Problem set:
A. In the patch review thread, what does the x86 function do in its main return statement?
B. Carry on the patch review thread from its last sentence.

Given passage:
* Start *
Jan Beulich July 24, 2023, 10:30 a.m. UTC | #2
On 21.07.2023 15:05, Roger Pau Monné wrote:
> On Thu, Jul 20, 2023 at 12:32:33AM +0000, Volodymyr Babchuk wrote:
>> @@ -62,8 +76,8 @@ static int cf_check map_range(
>>          if ( rc < 0 )
>>          {
>>              printk(XENLOG_G_WARNING
>> -                   "Failed to identity %smap [%lx, %lx] for d%d: %d\n",
>> -                   map->map ? "" : "un", s, e, map->d->domain_id, rc);
>> +                   "Failed to %smap [%lx, %lx] for %pd: %d\n",
>> +                   map->map ? "" : "un", s, e, map->d, rc);
> 
> I would also print the gfn -> mfn values if it's no longer an identity
> map.

And also the actual range - it's not [s,e] anymore.

Jan
Jan Beulich July 24, 2023, 10:43 a.m. UTC | #3
On 20.07.2023 02:32, Volodymyr Babchuk wrote:
> @@ -52,8 +66,8 @@ static int cf_check map_range(
>           * - {un}map_mmio_regions doesn't support preemption.
>           */
>  
> -        rc = map->map ? map_mmio_regions(map->d, _gfn(s), size, _mfn(s))
> -                      : unmap_mmio_regions(map->d, _gfn(s), size, _mfn(s));
> +        rc = map->map ? map_mmio_regions(map->d, start_gfn, size, _mfn(s))
> +                      : unmap_mmio_regions(map->d, start_gfn, size, _mfn(s));

Aiui this is the first direct exposure of these functions to DomU-s;
so far all calls were Xen-internal or from a domctl. There are a
couple of Arm TODOs listed in the comment ahead, but I'm not sure
that's all what is lacking here, and it's unclear whether this can
sensibly be left as a follow-on activity (at the very least known
open issues need mentioning as TODOs).

For example the x86 function truncates an unsigned long local
variable to (signed) int in its main return statement. This may for
the moment still be only a theoretical issue, but will need dealing
with sooner or later, I think.

Furthermore this yet again allows DomU-s to fiddle with their p2m.
* End *
Recorded information:
* Start *
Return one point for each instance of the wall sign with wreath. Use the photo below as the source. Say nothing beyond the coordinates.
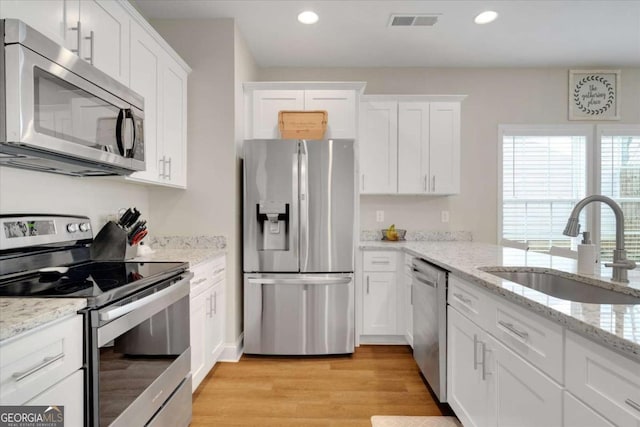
* End *
Final results:
A. It truncates an unsigned long local variable to (signed) int.

B.
To a degree this is unavoidable, I suppose. But some thought may
need putting into this anyway. Aiui on real hardware if a BAR is
placed over RAM, behavior is simply undefined. Once the BAR is
moved away though, behavior will become defined again: The RAM will
"reappear" in case the earlier undefined-ness made it disappear. I
don't know how the Arm variants of the functions behave, but on x86
the RAM pages will disappear from the guest's p2m upon putting a
BAR there, but they won't reappear upon unmapping of the BAR.

Luckily at least preemption looks to be handled in a satisfactory
manner already.

Jan
Roger Pau Monné July 24, 2023, 1:16 p.m. UTC | #4
On Mon, Jul 24, 2023 at 12:43:26PM +0200, Jan Beulich wrote:
> On 20.07.2023 02:32, Volodymyr Babchuk wrote:
> > @@ -52,8 +66,8 @@ static int cf_check map_range(
> >           * - {un}map_mmio_regions doesn't support preemption.
> >           */
> >  
> > -        rc = map->map ? map_mmio_regions(map->d, _gfn(s), size, _mfn(s))
> > -                      : unmap_mmio_regions(map->d, _gfn(s), size, _mfn(s));
> > +        rc = map->map ? map_mmio_regions(map->d, start_gfn, size, _mfn(s))
> > +                      : unmap_mmio_regions(map->d, start_gfn, size, _mfn(s));
> 
> Aiui this is the first direct exposure of these functions to DomU-s;

I guess it depends on how direct you consider exposure from
XEN_DOMCTL_memory_mapping hypercall, as that's what gets called by
QEMU also in order to set up BAR mappings.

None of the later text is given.